# What you need to do
According to the pond turnover passage below, at what temperature is water densest?

# Text passage
···

Pond turnover is a natural process that we all need to learn about. Understanding the science behind it, especially for northern ponds, can help with managing your water quality and fish health.
In summer and winter, you can bet most northern ponds form temperature layers. That's called "Thermal Stratification".
Here's how it happens. At the beginning of Spring, ice melts, and water starts to revive from its winter season. As days grow longer and the sun provides heat, your water begins to warm. Keep in mind that water is densest around 39 degrees. As it cools or warms from that temperature, it expands. Water at 39 degrees is as heavy as it will be. Think about it like this—ice floats, right? But we know that when water reaches 32 degrees, it freezes. It must weigh less than water in its liquid form.
As Spring moves toward summer, the sun's heat warms the water. As the water warms, heat wants to escape. Since ponds have no natural vertical currents, nature provides wind action to mix water as it warms up. Here's the biological fun, if you will.

···

# Material supplied
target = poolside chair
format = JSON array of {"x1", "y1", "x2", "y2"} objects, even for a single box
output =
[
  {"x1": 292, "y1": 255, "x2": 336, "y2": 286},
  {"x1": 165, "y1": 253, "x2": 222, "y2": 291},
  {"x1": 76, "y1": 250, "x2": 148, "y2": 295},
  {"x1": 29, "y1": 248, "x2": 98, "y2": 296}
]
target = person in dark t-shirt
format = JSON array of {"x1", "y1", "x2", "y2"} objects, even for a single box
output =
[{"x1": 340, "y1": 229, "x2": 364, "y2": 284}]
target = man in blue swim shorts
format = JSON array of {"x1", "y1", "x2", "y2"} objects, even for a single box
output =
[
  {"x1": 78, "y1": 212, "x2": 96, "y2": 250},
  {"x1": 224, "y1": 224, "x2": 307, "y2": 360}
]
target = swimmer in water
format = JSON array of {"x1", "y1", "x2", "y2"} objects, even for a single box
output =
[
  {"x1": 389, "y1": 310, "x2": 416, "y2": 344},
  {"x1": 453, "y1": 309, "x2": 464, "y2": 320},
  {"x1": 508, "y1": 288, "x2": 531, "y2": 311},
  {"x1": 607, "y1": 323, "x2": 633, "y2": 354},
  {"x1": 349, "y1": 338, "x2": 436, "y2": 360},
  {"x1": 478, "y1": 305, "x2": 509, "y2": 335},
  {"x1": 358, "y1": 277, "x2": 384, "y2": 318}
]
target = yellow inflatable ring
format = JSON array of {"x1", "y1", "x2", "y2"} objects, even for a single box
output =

···

# Answer space
Water is densest at around 39 degrees.